» **Text segment**
Richards noted that high prices across the islands earlier this year also hampered sales, while demand has since increased for competitors such as Mexico and the Caribbean, and destinations in Europe are setting new arrivals and spending records.
“I don't think there's any definitive data you can point to and say, ‘This is why people aren't traveling to Maui or to Hawaii,’” Richards said. “But there's one thing that we all know for sure. There was a fire almost a year ago. It was devastating. It was a tragedy. And are people wanting to go after that tragedy and feel comfortable celebrating and vacationing? I don't have the answer to that, but people are voting with their pocketbooks.”
It’s also been a rough 11 months for the Pacific Whale Foundation, a Maui-based eco-tour provider that lost its newest ocean vessel and its retail storefront, while 22 of the company’s employees lost their homes in the Lahaina fire.
We are seeing very similar trends to what the state is recording for Maui County — about a 30% drop in business.
“Business is tough,” said Dayna Garland, chief of staff at the Pacific Whale Foundation. “We are seeing very similar trends to what the state is recording for Maui County — about a 30% drop in business.”
Visitors Are Welcome
Like the Westin Maui’s Hargrove, Garland agreed that her company’s staff is eager to see visitors return, and that the island needs tourism revenue to recover. But she also encouraged visitors to consider volunteering during their stay through one of eco-tour provider’s Malama Pono partnerships with local nonprofits.
“We encourage people to come with sensitivity — not just in light of the fires, but in light of what a special place Maui is,” Garland said. “We want to give visitors that experience, give them that connection to the ocean and the environment, so they leave feeling inspired to make a difference, to be a part of something bigger. … We definitely encourage people to get involved.”

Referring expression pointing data
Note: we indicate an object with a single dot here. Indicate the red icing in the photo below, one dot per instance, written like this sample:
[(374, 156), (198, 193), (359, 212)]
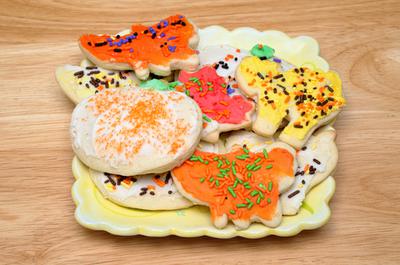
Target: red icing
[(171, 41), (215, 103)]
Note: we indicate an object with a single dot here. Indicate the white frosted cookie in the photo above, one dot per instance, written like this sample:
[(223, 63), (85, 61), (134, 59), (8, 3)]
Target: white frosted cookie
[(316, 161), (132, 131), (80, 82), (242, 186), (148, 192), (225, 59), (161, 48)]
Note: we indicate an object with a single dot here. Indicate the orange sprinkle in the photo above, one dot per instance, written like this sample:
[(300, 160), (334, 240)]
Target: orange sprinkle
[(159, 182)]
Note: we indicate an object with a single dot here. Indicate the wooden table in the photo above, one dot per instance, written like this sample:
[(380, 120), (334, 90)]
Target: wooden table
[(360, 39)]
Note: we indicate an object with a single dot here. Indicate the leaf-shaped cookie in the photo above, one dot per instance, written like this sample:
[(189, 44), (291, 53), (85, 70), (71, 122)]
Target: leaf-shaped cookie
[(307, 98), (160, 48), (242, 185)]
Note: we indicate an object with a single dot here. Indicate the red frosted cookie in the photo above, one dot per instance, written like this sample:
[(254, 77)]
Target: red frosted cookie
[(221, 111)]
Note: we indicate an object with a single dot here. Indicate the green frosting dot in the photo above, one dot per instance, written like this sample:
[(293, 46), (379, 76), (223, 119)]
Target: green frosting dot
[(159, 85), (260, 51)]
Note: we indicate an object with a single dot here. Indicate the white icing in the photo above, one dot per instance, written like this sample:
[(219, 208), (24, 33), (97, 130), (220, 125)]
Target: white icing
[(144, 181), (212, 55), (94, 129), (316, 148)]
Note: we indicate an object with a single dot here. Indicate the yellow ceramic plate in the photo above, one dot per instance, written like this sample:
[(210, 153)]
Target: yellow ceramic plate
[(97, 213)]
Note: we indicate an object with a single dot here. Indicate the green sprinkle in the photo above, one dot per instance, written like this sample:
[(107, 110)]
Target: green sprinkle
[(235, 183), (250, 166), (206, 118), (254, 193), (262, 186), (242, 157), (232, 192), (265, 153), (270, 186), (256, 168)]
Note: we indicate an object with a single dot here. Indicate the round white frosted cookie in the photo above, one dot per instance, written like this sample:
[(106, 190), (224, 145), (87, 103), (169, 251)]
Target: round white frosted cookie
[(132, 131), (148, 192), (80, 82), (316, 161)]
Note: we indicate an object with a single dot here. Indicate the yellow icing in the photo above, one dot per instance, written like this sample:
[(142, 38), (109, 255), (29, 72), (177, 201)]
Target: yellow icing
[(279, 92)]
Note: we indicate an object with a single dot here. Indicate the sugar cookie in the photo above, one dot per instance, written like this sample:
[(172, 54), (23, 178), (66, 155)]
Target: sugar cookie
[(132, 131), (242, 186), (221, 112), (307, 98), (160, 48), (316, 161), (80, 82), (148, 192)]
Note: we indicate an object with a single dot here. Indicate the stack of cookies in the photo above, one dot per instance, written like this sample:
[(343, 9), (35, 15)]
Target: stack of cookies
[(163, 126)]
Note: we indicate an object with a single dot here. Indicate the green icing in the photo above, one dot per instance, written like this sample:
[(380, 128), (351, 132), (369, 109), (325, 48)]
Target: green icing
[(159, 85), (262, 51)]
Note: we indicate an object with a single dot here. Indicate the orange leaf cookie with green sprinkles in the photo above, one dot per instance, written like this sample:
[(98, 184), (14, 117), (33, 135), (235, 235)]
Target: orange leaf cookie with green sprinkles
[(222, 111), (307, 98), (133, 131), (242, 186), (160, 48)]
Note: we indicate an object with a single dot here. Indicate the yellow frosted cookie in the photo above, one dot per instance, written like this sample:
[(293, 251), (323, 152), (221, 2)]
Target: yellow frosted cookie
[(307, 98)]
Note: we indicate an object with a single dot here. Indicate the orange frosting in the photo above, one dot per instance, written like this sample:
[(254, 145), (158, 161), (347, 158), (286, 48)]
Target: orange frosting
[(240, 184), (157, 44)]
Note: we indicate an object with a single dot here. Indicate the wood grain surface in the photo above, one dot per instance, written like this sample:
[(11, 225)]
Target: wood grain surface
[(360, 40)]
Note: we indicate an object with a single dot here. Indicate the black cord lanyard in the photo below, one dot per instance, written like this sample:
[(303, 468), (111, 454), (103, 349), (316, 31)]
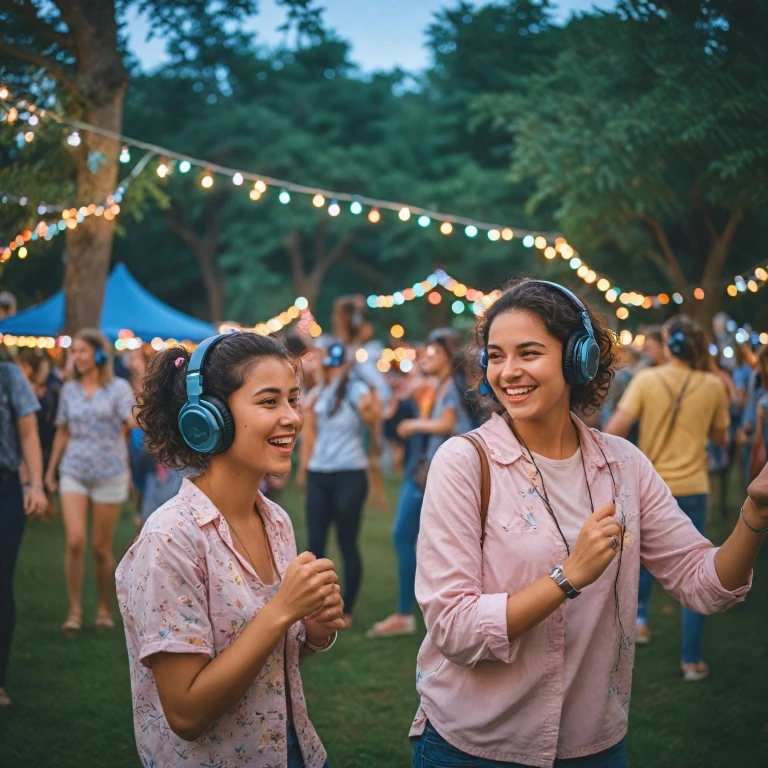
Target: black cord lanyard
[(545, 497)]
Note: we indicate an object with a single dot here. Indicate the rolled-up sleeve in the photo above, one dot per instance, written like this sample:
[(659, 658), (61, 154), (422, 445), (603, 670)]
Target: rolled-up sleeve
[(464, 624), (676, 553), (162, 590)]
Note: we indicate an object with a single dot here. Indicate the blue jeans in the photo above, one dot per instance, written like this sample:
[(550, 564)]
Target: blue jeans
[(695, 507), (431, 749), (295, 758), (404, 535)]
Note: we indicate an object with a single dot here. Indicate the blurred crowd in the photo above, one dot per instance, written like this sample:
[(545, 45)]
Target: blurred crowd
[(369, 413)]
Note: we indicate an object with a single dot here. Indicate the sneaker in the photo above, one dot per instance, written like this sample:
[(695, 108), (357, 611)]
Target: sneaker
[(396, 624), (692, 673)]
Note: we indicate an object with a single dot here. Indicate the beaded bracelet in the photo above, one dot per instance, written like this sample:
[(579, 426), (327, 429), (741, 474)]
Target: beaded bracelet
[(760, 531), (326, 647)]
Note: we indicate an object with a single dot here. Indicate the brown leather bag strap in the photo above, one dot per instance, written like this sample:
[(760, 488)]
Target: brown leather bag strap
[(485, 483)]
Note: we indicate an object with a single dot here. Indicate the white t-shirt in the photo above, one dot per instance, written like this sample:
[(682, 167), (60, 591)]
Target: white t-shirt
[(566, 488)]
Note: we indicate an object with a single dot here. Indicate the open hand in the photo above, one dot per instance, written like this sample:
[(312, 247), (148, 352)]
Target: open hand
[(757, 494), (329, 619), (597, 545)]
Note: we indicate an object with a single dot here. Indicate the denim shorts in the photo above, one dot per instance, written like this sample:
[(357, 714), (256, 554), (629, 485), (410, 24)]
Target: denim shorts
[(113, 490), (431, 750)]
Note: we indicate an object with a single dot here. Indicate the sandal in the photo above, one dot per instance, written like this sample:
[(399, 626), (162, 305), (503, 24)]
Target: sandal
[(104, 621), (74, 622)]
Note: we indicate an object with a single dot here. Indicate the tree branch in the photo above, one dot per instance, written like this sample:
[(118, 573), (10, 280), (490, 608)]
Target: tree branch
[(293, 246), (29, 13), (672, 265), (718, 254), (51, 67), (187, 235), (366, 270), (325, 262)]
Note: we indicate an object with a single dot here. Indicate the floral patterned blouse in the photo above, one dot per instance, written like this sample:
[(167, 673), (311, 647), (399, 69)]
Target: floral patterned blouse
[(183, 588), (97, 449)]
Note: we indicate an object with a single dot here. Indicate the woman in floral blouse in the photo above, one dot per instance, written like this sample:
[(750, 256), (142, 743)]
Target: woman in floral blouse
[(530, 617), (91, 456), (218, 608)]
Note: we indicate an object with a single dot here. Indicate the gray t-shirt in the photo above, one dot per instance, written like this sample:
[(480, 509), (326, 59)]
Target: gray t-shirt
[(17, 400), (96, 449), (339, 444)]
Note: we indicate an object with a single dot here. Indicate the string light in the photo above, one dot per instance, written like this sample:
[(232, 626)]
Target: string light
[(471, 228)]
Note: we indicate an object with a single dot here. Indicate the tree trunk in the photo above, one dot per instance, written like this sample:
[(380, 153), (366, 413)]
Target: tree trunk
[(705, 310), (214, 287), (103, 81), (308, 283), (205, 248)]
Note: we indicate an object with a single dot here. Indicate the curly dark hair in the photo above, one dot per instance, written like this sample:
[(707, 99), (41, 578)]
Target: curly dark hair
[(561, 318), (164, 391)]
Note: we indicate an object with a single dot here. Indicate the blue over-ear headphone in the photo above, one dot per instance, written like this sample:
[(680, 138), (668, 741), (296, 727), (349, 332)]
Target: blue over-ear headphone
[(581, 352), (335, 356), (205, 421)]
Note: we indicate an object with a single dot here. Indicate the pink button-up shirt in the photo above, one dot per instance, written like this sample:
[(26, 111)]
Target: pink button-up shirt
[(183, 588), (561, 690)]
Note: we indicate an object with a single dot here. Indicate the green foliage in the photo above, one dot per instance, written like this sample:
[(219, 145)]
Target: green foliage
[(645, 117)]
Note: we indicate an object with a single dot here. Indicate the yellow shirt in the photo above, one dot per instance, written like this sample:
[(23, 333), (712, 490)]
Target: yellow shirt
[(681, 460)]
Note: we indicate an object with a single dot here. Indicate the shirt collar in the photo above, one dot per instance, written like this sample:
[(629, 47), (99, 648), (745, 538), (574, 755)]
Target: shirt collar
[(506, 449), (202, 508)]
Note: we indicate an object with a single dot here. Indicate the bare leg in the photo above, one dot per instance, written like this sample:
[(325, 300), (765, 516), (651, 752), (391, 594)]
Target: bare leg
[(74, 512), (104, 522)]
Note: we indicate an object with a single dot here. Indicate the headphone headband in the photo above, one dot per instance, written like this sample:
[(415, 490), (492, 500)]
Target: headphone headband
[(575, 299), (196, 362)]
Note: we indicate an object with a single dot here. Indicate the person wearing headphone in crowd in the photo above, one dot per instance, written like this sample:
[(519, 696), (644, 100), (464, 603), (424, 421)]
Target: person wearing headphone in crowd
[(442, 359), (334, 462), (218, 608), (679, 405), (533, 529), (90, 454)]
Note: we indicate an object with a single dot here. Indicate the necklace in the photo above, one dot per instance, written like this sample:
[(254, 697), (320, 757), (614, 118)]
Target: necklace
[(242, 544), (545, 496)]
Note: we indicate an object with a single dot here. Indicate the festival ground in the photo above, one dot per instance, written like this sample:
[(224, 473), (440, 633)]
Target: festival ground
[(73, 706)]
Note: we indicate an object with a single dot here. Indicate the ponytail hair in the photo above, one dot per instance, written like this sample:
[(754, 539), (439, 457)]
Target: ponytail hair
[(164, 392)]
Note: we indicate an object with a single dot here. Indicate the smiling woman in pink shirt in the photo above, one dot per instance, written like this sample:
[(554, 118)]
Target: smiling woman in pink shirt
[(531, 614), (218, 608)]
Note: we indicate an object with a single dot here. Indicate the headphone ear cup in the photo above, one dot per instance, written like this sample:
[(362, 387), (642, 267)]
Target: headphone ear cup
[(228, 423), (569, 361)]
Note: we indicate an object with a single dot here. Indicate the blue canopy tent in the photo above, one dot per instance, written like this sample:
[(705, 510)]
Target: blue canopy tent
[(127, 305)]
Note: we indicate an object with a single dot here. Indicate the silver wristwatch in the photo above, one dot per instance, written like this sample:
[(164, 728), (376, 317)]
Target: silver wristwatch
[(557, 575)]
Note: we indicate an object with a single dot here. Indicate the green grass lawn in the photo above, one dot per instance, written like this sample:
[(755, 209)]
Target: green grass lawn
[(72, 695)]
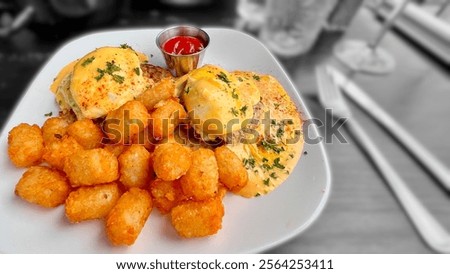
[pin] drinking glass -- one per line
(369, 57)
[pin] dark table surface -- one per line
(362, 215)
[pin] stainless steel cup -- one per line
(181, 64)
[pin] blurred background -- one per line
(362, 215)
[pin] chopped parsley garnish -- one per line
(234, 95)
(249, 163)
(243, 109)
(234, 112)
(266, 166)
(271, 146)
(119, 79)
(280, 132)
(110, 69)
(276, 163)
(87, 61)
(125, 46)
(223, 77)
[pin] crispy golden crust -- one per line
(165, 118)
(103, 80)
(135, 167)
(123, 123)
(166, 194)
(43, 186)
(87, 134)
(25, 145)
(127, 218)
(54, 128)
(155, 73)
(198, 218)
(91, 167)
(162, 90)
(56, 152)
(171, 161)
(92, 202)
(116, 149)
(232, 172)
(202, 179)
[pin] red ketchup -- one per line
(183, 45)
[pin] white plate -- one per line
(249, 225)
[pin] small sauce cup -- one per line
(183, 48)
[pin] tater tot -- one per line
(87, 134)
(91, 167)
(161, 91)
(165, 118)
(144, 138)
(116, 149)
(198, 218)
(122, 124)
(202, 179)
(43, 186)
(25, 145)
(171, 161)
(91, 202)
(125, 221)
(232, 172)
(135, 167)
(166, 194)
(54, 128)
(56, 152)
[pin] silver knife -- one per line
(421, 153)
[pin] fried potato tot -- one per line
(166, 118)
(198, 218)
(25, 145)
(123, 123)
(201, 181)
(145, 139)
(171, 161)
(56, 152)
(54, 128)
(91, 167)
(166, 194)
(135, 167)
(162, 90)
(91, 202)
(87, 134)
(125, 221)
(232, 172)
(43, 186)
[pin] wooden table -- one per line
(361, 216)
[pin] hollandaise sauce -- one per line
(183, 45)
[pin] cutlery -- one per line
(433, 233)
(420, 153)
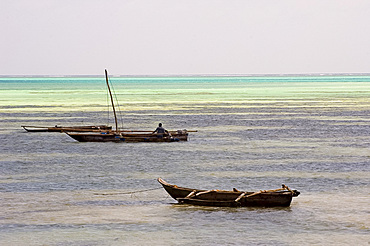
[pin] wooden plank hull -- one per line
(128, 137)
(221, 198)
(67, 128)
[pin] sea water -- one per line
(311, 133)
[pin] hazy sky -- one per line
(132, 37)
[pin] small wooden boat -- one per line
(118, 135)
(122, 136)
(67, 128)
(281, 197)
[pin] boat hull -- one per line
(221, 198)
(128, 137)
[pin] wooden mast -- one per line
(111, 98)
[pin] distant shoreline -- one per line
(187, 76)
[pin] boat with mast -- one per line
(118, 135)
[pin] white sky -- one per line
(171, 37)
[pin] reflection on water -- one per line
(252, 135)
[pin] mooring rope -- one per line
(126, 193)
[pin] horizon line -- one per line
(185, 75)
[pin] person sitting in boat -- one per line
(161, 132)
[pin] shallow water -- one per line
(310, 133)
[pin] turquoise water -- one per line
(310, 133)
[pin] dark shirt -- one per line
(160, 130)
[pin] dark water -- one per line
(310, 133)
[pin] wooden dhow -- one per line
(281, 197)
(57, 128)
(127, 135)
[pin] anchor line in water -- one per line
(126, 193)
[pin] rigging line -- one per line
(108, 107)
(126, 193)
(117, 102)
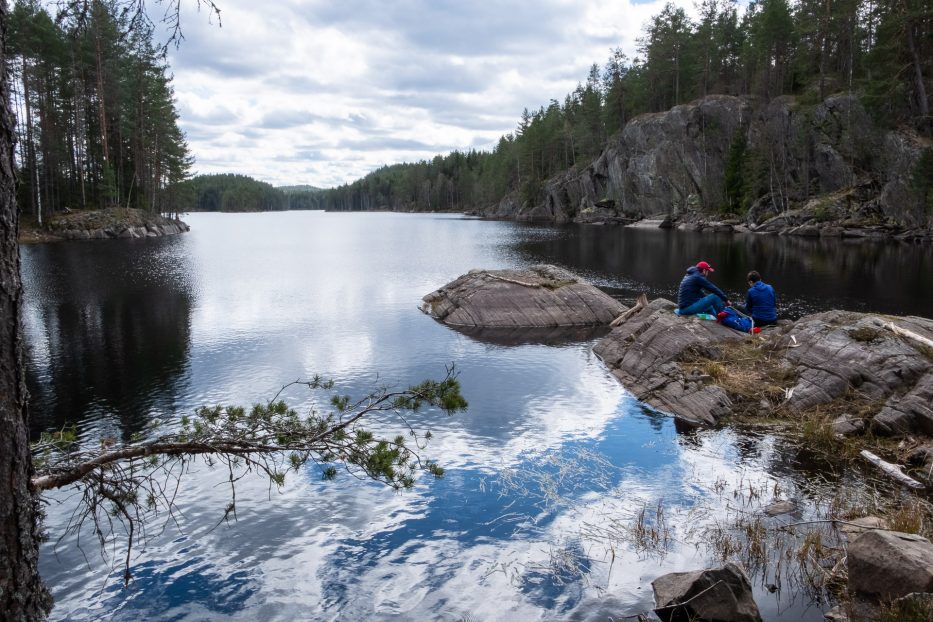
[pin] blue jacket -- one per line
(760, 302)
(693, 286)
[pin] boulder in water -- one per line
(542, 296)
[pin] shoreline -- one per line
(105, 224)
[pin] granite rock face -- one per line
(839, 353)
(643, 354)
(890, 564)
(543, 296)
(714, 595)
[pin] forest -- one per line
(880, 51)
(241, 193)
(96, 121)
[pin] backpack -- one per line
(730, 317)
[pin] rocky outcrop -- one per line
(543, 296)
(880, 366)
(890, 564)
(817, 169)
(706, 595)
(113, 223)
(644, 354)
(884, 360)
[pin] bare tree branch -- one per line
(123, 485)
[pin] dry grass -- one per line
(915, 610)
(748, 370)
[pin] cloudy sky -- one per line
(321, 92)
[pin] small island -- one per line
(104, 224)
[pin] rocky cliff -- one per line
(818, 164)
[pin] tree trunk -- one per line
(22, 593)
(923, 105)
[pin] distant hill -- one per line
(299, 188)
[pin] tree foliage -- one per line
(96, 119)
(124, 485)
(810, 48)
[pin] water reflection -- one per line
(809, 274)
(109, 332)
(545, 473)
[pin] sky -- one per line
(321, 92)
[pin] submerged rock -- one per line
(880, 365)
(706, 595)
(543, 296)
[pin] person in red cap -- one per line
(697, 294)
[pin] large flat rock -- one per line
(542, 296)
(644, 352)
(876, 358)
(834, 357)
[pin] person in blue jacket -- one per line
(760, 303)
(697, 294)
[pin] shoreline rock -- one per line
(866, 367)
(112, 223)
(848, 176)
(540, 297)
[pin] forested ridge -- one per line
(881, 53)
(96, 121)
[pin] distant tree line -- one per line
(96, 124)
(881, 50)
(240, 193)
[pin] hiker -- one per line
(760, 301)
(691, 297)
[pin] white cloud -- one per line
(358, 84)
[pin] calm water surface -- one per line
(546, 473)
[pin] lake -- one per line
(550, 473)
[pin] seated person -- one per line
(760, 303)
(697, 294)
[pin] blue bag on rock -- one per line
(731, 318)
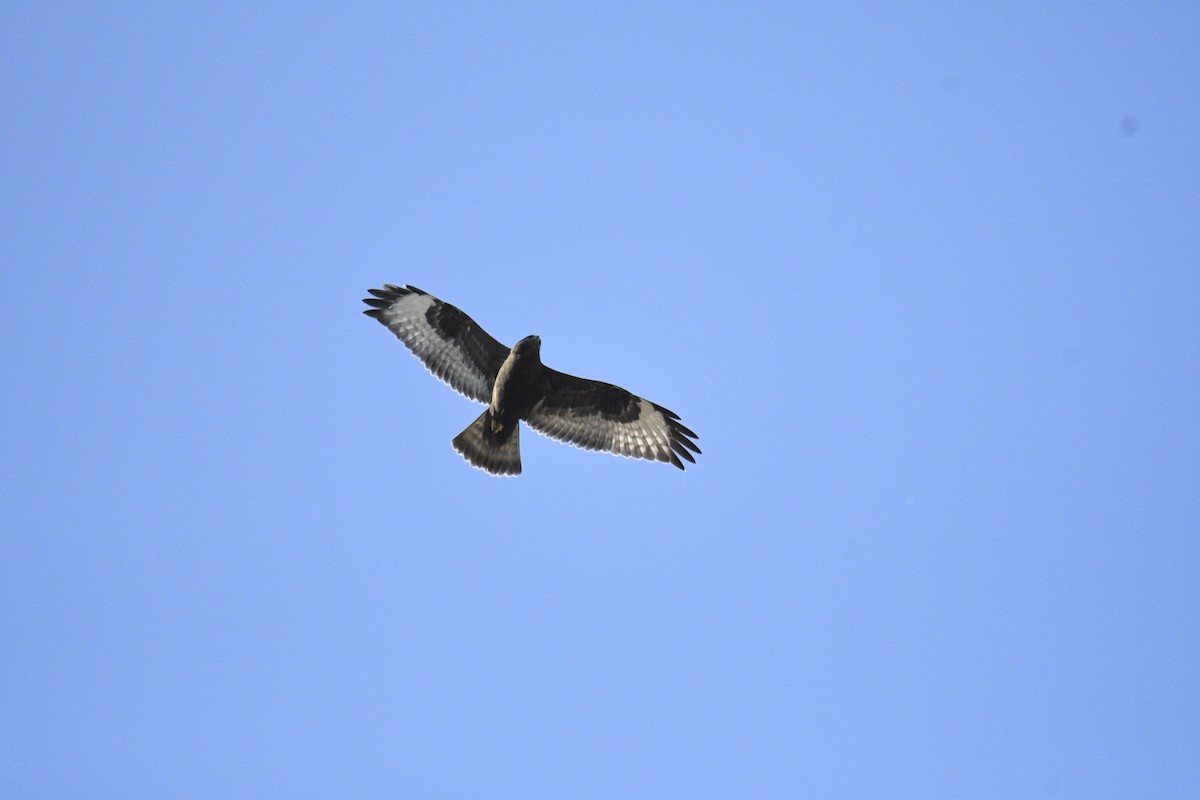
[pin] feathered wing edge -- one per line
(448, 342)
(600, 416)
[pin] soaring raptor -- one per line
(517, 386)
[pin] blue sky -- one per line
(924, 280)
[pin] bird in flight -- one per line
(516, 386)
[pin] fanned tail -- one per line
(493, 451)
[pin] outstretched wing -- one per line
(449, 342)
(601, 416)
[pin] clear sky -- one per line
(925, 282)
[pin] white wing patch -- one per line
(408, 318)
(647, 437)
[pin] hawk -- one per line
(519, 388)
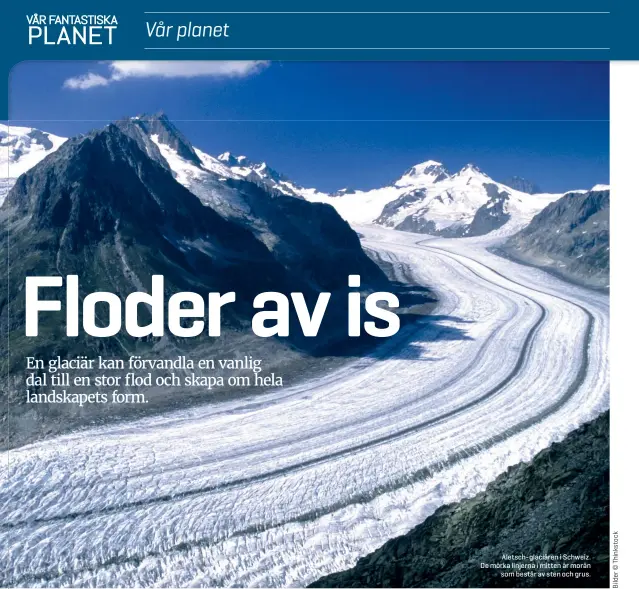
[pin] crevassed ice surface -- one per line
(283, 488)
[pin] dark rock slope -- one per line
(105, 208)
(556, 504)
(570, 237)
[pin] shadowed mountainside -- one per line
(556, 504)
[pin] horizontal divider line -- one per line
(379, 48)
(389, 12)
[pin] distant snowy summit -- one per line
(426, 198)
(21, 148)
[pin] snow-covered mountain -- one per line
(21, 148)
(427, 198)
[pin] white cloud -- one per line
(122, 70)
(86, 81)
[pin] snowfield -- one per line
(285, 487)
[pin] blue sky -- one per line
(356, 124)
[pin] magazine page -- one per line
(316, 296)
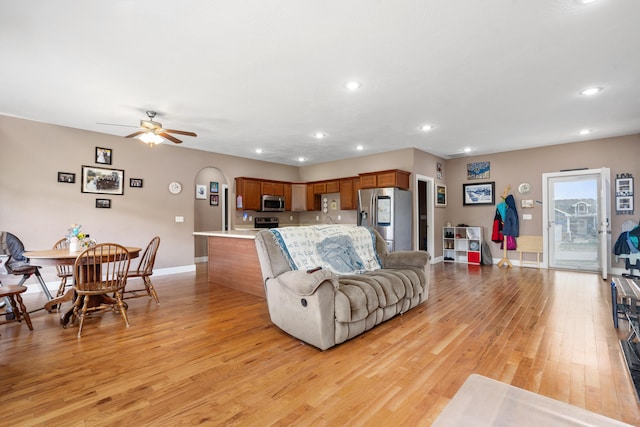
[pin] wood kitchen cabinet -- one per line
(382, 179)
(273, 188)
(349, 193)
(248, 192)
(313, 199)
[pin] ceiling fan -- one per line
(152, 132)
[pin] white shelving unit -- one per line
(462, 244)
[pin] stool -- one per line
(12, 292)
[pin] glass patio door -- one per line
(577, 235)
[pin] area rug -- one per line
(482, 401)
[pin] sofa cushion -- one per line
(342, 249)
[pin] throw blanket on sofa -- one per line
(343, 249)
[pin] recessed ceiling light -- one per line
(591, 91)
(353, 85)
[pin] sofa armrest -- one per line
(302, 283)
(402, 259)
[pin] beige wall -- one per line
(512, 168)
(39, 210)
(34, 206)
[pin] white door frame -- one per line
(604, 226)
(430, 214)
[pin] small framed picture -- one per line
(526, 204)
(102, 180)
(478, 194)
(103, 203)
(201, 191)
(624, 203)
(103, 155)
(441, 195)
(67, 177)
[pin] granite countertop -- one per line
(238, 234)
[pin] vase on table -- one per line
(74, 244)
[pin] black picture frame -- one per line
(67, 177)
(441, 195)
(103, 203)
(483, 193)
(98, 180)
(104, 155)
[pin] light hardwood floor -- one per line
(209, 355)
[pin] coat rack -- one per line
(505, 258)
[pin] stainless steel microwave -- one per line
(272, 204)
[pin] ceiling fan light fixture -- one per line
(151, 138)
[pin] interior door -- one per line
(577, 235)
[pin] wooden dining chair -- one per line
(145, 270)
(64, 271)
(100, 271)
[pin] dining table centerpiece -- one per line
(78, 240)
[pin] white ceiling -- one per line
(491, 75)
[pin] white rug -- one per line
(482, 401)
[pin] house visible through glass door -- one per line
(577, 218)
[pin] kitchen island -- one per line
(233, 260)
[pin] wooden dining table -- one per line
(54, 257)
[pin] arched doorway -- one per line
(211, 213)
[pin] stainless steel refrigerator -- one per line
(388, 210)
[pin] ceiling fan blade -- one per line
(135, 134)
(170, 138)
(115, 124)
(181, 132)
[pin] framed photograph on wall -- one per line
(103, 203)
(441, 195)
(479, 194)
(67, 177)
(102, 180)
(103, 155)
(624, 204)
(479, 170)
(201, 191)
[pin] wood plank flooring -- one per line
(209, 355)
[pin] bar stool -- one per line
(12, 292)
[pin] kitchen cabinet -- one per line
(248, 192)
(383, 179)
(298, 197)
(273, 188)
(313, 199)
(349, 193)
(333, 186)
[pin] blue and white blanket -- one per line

» **Your tasks**
[a] In the Maui tourism text, how many Pacific Whale Foundation employees lost their homes in the Lahaina fire?
[b] List every person named in the Maui tourism text.

» **Results for the exercise**
[a] 22 employees.

[b]
- Richards
- Dayna Garland
- Hargrove